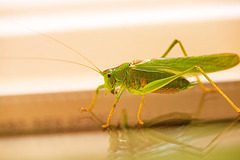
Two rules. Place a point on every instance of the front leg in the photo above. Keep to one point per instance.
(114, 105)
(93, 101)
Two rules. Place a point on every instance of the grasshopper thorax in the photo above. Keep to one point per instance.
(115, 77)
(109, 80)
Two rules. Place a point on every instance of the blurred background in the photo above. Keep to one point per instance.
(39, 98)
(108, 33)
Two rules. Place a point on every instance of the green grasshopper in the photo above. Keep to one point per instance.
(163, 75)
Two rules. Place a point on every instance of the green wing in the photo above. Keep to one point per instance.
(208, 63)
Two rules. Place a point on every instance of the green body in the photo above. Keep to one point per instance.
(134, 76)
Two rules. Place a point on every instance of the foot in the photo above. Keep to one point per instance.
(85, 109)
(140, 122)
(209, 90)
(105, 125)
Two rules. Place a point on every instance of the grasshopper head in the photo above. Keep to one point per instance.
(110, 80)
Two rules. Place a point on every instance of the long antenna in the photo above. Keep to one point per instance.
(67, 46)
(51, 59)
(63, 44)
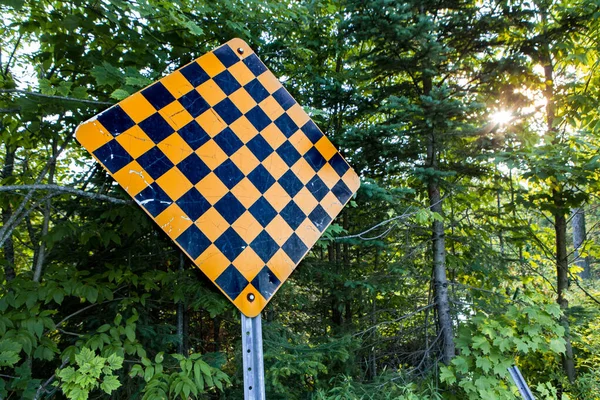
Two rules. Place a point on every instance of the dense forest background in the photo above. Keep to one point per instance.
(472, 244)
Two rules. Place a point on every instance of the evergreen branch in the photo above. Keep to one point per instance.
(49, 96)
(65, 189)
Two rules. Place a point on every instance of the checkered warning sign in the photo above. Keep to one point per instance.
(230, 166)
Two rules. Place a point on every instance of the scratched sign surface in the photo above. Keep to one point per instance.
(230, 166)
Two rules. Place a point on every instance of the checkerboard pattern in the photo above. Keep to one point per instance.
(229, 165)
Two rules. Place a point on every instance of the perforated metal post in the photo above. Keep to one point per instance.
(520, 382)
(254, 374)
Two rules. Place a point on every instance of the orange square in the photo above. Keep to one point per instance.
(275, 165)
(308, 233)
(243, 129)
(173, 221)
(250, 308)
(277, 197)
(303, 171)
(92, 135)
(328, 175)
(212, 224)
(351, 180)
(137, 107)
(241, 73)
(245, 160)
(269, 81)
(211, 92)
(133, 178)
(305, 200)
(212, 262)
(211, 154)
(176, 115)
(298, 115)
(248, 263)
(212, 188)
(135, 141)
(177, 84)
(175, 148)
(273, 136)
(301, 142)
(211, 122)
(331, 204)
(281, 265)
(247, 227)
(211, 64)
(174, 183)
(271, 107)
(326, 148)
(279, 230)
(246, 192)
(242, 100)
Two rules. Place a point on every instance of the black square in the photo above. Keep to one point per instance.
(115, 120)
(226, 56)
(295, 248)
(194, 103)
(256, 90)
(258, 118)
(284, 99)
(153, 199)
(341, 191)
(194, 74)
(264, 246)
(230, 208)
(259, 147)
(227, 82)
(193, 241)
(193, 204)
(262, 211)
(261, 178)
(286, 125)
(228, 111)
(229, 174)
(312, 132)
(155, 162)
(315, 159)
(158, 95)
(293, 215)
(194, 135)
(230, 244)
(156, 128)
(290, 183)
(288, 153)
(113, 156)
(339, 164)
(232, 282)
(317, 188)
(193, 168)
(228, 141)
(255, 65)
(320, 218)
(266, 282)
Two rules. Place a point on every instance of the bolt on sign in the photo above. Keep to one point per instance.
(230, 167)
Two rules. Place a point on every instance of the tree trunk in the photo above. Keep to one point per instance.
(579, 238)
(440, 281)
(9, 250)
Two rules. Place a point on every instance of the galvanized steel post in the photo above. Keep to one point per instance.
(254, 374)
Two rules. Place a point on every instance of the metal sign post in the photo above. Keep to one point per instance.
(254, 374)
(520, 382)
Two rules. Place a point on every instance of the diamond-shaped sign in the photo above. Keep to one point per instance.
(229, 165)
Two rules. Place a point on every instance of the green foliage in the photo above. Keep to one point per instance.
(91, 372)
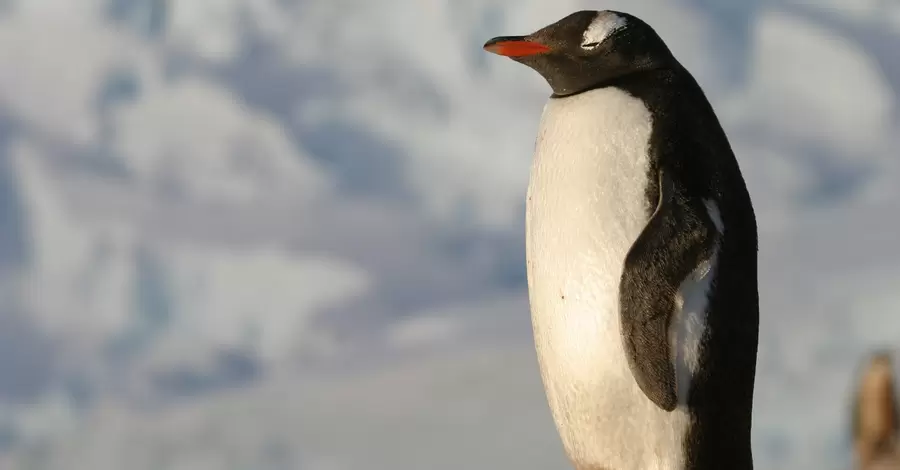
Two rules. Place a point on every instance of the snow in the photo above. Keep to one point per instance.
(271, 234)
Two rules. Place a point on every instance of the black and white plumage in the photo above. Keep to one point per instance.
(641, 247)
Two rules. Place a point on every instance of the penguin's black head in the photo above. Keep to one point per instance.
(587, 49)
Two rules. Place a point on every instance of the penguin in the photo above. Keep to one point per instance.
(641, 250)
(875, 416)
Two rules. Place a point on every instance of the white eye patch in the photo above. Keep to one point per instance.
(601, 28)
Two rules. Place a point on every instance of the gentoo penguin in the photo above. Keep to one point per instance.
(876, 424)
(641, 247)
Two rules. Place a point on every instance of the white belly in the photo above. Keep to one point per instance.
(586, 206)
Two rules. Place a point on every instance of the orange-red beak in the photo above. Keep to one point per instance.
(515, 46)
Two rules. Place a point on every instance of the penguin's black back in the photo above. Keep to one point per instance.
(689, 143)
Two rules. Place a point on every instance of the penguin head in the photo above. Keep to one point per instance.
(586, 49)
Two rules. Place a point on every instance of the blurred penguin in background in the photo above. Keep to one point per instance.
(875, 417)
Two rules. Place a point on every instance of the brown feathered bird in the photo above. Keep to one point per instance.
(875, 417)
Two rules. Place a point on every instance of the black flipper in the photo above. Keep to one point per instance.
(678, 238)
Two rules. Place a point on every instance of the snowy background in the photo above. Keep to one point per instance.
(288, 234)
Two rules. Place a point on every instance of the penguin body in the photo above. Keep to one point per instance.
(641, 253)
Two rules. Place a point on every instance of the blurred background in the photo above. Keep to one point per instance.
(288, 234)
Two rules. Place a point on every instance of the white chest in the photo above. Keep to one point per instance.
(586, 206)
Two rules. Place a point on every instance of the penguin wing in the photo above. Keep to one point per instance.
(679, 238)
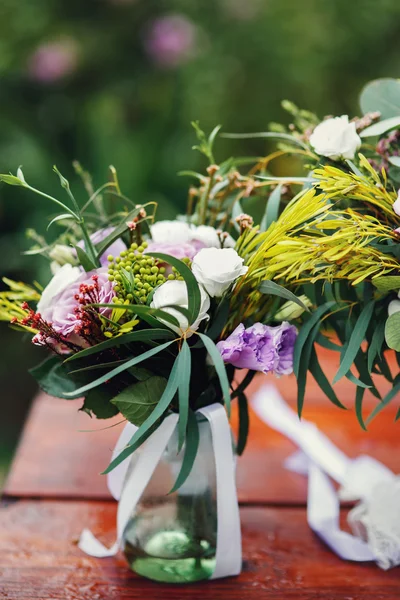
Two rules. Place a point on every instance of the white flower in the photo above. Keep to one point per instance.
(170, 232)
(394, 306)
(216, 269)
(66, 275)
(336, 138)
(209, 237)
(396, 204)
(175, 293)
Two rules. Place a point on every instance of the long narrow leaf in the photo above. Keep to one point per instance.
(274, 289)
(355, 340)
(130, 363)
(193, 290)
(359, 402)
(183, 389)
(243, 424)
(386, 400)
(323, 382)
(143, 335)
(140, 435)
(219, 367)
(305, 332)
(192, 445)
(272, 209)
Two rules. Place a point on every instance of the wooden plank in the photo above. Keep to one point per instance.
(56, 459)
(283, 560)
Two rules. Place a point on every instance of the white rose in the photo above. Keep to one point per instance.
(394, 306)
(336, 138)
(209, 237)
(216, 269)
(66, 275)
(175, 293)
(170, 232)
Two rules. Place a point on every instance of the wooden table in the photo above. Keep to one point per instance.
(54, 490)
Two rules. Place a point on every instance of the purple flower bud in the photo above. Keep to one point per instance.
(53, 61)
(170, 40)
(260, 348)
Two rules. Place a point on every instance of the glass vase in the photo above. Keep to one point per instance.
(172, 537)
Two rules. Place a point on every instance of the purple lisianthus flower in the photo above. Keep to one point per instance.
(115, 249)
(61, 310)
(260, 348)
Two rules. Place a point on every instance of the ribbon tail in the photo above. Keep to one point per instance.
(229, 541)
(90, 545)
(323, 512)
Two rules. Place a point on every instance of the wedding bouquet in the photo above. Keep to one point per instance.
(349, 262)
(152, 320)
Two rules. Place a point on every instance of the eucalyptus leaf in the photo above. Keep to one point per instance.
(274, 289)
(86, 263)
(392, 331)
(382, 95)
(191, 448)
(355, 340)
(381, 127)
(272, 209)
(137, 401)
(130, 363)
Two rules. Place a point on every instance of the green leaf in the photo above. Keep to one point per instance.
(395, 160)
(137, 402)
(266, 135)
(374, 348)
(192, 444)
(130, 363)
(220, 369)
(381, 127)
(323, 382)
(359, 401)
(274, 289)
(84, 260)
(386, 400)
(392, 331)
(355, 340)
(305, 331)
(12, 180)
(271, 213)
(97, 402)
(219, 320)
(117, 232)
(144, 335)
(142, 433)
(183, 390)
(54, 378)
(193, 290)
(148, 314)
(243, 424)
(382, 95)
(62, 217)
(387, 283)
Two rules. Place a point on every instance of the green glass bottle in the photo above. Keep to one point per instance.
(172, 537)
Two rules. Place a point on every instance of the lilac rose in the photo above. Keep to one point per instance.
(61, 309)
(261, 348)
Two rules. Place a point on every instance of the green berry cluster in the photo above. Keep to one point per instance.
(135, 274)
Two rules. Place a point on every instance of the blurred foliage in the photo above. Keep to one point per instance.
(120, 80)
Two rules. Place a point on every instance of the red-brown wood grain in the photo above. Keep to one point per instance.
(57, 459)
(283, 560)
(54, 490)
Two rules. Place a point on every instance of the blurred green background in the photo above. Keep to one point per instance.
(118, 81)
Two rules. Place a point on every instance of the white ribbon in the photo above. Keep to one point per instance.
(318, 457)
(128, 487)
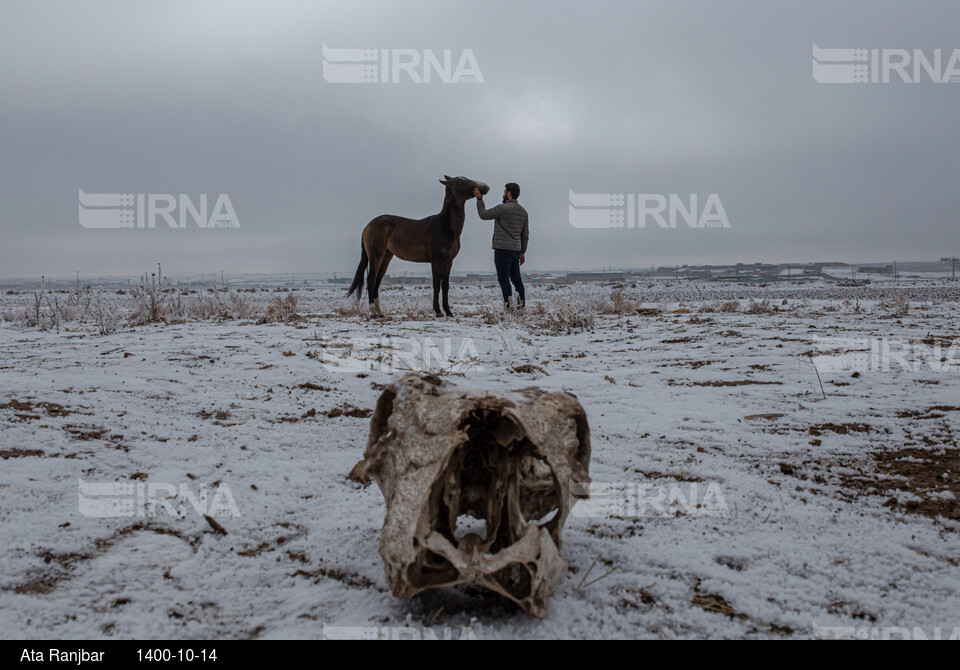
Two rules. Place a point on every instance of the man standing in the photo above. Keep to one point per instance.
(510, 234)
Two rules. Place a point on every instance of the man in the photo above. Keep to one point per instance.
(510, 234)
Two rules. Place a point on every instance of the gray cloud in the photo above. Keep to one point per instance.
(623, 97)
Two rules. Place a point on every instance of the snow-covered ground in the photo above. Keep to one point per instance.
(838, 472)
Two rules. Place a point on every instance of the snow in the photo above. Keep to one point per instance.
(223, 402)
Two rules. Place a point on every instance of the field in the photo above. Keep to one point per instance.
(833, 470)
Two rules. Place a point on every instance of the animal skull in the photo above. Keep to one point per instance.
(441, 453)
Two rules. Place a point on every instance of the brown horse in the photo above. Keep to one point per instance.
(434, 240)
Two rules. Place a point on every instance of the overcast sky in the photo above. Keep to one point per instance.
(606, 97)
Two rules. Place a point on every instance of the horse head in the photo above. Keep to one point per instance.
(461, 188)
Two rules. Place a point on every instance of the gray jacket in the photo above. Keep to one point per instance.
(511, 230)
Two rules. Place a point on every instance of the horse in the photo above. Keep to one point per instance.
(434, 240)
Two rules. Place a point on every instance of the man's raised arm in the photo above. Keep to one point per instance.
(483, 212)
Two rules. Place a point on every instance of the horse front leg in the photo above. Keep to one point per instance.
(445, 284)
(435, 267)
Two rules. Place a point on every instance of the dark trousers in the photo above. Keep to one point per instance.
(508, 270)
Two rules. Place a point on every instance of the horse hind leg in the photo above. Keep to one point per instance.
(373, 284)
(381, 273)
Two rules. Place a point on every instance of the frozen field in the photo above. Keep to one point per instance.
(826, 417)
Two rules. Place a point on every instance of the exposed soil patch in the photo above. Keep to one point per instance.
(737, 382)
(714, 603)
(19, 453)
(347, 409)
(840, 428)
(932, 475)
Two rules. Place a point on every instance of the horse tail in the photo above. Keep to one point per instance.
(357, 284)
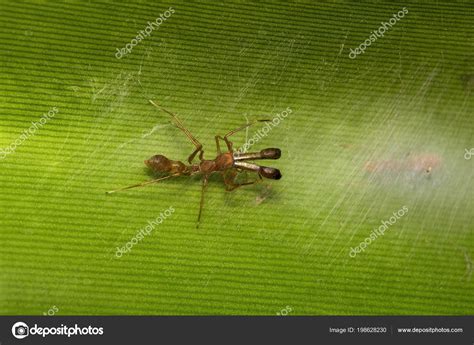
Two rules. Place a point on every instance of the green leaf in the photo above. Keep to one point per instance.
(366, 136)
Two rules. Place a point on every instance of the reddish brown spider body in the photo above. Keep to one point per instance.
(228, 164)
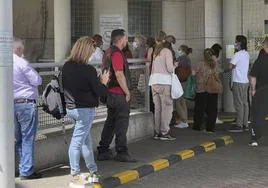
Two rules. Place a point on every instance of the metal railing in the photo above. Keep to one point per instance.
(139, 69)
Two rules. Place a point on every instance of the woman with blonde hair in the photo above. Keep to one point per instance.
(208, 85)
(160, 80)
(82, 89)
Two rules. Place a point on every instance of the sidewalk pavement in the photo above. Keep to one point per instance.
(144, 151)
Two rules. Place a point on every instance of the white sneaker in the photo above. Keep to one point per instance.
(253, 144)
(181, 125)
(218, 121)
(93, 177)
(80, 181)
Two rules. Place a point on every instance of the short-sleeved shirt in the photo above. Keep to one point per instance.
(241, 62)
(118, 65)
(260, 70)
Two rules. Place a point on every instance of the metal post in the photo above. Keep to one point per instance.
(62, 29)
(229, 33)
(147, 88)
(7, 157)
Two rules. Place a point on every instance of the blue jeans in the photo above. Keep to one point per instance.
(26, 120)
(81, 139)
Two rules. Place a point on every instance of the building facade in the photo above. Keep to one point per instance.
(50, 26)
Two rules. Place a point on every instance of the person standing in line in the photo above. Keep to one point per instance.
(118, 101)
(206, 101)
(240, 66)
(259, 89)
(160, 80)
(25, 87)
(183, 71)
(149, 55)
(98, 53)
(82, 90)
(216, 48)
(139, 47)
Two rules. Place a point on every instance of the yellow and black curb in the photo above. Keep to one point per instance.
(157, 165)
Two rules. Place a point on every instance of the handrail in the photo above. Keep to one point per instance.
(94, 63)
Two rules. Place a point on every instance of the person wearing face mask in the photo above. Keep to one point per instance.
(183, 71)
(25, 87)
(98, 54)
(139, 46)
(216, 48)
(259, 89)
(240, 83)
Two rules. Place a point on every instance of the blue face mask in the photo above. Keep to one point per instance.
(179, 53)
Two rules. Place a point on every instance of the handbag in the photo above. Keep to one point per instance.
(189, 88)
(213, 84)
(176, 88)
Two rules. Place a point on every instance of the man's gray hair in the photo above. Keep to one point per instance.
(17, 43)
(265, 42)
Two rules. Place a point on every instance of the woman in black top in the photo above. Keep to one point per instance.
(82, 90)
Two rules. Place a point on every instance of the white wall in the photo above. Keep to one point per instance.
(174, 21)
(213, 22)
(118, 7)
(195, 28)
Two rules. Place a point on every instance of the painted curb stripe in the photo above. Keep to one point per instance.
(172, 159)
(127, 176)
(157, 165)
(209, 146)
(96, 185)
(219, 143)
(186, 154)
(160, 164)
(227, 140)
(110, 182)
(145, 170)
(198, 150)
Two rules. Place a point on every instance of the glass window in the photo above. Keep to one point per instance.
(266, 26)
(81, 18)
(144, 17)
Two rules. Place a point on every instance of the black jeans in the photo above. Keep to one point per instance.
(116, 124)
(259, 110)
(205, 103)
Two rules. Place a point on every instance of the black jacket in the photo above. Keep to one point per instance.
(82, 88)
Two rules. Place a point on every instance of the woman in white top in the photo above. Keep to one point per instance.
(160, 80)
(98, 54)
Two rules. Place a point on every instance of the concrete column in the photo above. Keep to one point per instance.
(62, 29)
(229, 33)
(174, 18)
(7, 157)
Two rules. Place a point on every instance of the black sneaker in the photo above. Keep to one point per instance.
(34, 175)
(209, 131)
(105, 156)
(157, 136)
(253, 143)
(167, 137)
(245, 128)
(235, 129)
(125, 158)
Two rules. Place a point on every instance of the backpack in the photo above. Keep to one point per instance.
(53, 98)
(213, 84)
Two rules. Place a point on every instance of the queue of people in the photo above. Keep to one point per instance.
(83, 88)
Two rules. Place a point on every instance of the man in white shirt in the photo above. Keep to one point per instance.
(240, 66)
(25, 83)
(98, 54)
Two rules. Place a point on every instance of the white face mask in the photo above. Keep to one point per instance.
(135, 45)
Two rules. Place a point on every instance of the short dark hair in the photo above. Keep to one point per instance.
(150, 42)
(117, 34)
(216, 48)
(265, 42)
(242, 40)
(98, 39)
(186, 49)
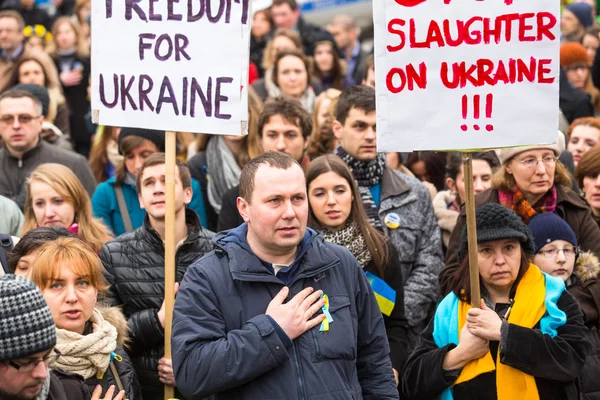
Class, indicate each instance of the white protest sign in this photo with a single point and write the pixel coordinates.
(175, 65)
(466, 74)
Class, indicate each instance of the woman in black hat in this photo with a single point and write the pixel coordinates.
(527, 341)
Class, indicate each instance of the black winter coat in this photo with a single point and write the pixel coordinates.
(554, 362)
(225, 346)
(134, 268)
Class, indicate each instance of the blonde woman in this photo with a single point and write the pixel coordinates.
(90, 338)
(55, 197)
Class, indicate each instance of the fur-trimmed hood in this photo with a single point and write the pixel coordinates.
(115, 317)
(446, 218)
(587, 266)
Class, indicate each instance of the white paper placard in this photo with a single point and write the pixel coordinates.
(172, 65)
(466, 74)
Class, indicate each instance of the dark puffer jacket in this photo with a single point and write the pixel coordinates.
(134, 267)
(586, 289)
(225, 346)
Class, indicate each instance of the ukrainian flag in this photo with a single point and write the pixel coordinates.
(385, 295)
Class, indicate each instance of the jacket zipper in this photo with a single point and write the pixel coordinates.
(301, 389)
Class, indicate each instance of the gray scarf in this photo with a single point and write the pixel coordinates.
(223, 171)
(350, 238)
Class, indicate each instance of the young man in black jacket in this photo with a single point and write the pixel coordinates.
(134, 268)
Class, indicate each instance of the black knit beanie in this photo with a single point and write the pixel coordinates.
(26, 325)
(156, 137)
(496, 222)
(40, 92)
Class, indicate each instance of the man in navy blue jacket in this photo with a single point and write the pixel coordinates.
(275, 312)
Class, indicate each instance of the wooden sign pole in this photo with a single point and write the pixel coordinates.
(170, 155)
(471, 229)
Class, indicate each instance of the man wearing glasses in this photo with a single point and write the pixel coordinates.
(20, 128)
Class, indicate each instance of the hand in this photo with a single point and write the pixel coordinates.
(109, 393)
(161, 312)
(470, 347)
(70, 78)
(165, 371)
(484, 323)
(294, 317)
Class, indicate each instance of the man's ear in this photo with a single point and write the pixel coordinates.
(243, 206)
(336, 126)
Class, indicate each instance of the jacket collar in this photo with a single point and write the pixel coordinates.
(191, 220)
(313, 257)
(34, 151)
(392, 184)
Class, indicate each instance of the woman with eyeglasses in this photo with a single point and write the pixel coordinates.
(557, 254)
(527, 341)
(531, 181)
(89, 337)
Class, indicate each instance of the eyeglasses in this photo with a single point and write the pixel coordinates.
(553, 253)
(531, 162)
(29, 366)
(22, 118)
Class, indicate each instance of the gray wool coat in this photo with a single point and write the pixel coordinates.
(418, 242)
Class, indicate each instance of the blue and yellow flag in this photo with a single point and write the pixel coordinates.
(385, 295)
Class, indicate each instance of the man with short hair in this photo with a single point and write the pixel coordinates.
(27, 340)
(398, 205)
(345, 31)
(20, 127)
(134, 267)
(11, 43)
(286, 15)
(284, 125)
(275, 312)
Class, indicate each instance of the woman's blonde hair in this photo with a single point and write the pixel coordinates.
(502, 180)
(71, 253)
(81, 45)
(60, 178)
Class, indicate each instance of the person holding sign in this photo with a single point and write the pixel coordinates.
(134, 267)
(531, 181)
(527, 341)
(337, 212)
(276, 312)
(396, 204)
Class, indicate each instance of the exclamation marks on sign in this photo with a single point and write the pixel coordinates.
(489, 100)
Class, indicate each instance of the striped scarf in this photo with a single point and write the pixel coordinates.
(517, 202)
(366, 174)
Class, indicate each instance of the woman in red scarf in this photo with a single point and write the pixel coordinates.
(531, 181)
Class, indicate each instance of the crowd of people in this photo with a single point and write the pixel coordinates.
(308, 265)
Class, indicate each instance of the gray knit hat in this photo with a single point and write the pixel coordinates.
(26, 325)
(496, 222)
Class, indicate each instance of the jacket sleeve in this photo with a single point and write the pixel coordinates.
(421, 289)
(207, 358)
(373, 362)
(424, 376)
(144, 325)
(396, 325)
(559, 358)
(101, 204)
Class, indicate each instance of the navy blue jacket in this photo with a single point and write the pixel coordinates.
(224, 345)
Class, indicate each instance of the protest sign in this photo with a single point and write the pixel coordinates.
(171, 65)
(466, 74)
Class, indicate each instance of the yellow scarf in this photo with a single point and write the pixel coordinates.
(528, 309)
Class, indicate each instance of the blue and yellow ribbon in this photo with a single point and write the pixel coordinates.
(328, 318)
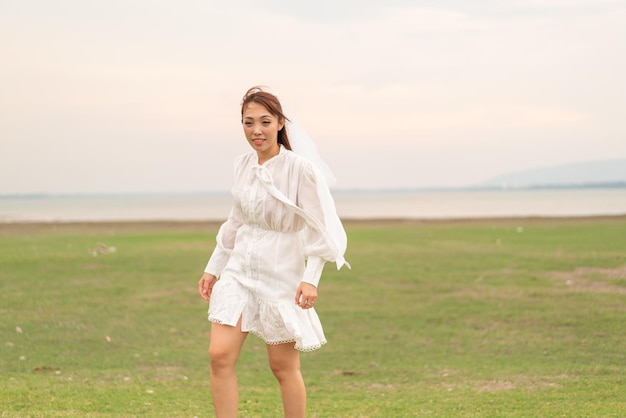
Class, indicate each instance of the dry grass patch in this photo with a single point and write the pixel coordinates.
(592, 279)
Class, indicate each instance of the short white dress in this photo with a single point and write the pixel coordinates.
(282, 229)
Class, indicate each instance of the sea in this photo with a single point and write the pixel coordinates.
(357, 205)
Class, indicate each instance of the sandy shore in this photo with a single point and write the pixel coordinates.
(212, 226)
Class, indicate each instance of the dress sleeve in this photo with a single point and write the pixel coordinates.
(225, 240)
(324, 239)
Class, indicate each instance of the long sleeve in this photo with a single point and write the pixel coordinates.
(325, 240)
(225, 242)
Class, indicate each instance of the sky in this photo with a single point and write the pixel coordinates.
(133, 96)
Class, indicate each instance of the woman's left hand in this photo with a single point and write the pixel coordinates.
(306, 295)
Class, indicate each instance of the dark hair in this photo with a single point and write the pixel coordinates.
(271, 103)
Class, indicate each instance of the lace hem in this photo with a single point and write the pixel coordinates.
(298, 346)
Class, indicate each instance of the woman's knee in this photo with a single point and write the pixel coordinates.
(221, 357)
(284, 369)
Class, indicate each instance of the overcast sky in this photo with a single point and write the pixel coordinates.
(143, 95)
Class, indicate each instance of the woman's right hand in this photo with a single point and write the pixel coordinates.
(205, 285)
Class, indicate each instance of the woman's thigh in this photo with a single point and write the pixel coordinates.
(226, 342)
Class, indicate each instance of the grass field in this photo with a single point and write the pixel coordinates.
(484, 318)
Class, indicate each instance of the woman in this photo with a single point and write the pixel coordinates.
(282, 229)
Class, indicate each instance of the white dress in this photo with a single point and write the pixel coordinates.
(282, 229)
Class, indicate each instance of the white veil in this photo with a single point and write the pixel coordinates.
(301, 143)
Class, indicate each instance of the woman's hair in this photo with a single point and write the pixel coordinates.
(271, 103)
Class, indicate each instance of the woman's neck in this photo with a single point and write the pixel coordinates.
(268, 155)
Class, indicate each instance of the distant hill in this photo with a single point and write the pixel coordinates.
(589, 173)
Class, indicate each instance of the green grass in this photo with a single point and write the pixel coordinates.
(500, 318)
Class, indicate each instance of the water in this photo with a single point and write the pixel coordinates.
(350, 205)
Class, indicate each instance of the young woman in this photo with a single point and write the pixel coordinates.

(What to do) Output the line containing "Class, indicate each instance of the woman's neck" together with all later lines of the entries, exactly as written, through the final line.

(Response to this task)
Class, indicate each instance of the woman's neck in this photo with a single point and write the pixel coordinates.
(268, 155)
Class, indicate each instance of the distant hill in this photo with a single point and write the pixel coordinates.
(589, 173)
Class, indicate each instance of the green grass in this photo with a single point and write the pixel coordinates.
(500, 318)
Class, indicate each instance of the water in this photo with a single point and write the pixel coordinates.
(350, 205)
Class, indicate each instance of the young woman in this photo with a single point and write the pixel coordinates.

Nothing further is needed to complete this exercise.